EXERCISE DESCRIPTION
An exact reproduction of all entries is expected.

INPUT DATA
★ ★ ★

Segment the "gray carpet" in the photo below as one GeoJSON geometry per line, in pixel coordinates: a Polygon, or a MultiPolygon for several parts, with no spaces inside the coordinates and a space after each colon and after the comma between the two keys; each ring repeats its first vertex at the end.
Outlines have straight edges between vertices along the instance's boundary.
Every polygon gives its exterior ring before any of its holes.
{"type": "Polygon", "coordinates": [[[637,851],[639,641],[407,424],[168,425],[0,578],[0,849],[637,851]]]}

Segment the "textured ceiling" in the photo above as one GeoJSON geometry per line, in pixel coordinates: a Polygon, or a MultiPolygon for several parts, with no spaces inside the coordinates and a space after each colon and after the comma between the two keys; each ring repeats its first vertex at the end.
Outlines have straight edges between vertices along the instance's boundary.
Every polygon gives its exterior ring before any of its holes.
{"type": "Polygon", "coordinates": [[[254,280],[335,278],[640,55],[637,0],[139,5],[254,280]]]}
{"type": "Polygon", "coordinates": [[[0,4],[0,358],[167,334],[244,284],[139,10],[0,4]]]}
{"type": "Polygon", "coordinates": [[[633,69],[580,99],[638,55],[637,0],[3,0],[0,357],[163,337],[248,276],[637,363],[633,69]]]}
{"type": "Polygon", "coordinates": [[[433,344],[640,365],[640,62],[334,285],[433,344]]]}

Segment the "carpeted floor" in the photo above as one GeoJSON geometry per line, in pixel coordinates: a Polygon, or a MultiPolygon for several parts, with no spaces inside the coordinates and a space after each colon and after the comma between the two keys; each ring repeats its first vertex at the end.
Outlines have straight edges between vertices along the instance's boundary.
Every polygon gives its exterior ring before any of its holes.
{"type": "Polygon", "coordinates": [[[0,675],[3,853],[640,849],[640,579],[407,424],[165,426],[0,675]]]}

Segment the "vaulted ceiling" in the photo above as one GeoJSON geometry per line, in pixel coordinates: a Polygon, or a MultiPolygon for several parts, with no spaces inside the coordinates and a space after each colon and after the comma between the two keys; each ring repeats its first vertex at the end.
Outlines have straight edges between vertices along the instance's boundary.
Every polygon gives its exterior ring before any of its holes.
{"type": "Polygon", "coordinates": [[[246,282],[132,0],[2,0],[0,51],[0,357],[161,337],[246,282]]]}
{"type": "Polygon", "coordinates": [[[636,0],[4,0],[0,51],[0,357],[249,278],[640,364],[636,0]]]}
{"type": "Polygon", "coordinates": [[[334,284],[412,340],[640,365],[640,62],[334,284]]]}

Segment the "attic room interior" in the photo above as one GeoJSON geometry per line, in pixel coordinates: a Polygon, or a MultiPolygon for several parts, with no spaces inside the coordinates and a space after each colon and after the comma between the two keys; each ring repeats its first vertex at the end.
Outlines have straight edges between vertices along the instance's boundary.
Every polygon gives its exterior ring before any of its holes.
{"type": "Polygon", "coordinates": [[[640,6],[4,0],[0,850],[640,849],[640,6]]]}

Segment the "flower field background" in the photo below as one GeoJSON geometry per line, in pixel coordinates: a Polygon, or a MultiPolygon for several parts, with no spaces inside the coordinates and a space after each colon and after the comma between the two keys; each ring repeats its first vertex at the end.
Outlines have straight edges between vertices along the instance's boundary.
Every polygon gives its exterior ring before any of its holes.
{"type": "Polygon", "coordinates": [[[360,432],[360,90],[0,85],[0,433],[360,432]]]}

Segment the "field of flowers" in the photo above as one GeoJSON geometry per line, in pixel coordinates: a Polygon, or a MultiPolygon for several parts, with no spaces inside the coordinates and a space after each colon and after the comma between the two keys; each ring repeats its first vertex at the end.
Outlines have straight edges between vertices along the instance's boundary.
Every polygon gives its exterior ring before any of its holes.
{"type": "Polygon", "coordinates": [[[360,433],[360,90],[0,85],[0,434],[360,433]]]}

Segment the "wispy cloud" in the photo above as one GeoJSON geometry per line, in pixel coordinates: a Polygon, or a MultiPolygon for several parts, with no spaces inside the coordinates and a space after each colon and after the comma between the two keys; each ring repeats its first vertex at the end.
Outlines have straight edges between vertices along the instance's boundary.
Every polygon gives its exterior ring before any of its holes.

★ ★ ★

RESULT OF THIS TASK
Segment the "gray carpet" in the photo below as one GeoJSON geometry per line, in pixel coordinates: a Polygon, or a MultiPolygon for several parts, with no spaces inside the coordinates and a space after each colon and after the comma between the two keys; each ring repeats its first vertex at the end.
Outlines have straight edges between vertices along the instance's boundary.
Every polygon gives its exterior ring before any of its holes.
{"type": "Polygon", "coordinates": [[[637,851],[639,641],[407,424],[168,425],[0,578],[0,849],[637,851]]]}

Segment the "textured ceiling" in the photo above as one GeoJSON geometry per line, in pixel coordinates: a Polygon, or a MultiPolygon for several parts, with no spaces inside the coordinates and a space after each colon and after the comma between the two keys; each ring repeats its first vertex at the end.
Outlines have straight edges between vertices along the instance's boundary.
Every polygon gives its exterior ring before any of its holes.
{"type": "Polygon", "coordinates": [[[254,280],[335,278],[640,55],[637,0],[139,5],[254,280]]]}
{"type": "Polygon", "coordinates": [[[0,4],[0,358],[167,334],[244,284],[139,10],[0,4]]]}
{"type": "Polygon", "coordinates": [[[633,69],[580,99],[638,55],[637,0],[3,0],[0,357],[163,337],[248,276],[637,363],[633,69]]]}
{"type": "Polygon", "coordinates": [[[433,344],[640,365],[640,62],[334,285],[433,344]]]}

Segment the "carpeted floor" in the photo above as one GeoJSON geometry per line, in pixel coordinates: a Polygon, or a MultiPolygon for several parts, with no spaces inside the coordinates and a space after each colon and after the comma between the two keys; each ring repeats its first vertex at the end.
Outlines have straight edges between vertices along the instance's boundary.
Every polygon gives its exterior ring before any of its holes.
{"type": "Polygon", "coordinates": [[[0,675],[3,853],[640,849],[640,579],[407,424],[165,426],[0,675]]]}

Segment the "vaulted ceiling" in the photo above as one GeoJSON geometry per line, in pixel coordinates: a Polygon, or a MultiPolygon for several parts, with no spaces inside the coordinates and a space after each colon and after the comma between the two keys; each ring repeats its first vertex at the end.
Outlines have straight edges between vertices along the instance's boundary.
Every polygon gives its exterior ring before any of its holes.
{"type": "Polygon", "coordinates": [[[246,282],[132,0],[2,0],[0,51],[0,357],[161,337],[246,282]]]}
{"type": "Polygon", "coordinates": [[[636,0],[4,0],[0,51],[0,357],[249,278],[640,364],[636,0]]]}
{"type": "Polygon", "coordinates": [[[334,284],[412,340],[640,365],[640,62],[334,284]]]}

Segment the "attic room interior" in the photo above as one GeoJSON geometry per line, in pixel coordinates: a Polygon, or a MultiPolygon for several parts, with no spaces inside the coordinates and a space after each colon and after the comma between the two keys; each ring repeats its first vertex at the end.
Outlines have straight edges between vertices along the instance's boundary.
Every polygon gives its exterior ring before any of its holes.
{"type": "Polygon", "coordinates": [[[640,6],[4,0],[0,850],[640,849],[640,6]]]}

Segment the "flower field background" in the photo below as one GeoJSON geometry per line, in pixel coordinates: a Polygon, or a MultiPolygon for several parts, with no spaces inside the coordinates and a space after each colon and after the comma between the two keys; each ring repeats its first vertex at the end.
Outlines have straight edges between vertices along the instance's boundary.
Every polygon gives its exterior ring before any of its holes.
{"type": "Polygon", "coordinates": [[[360,432],[360,90],[0,85],[0,433],[360,432]]]}

Segment the "field of flowers" in the photo above as one GeoJSON geometry per line, in pixel coordinates: a Polygon, or a MultiPolygon for several parts, with no spaces inside the coordinates and a space after each colon and after the comma between the two keys; each ring repeats its first vertex at the end.
Outlines have straight edges between vertices along the instance's boundary.
Every polygon gives its exterior ring before any of its holes.
{"type": "Polygon", "coordinates": [[[360,433],[360,90],[0,85],[0,434],[360,433]]]}

Segment the "wispy cloud" in the photo above as one GeoJSON geometry per line, in pixel coordinates: a Polygon, or a MultiPolygon for several parts, with no spaces inside the coordinates and a space after each colon and after the comma between the two keys; each ring repeats its first vertex at the end.
Outlines have straight edges between vertices along the instance's boundary.
Every polygon gives its exterior ring before any of its holes.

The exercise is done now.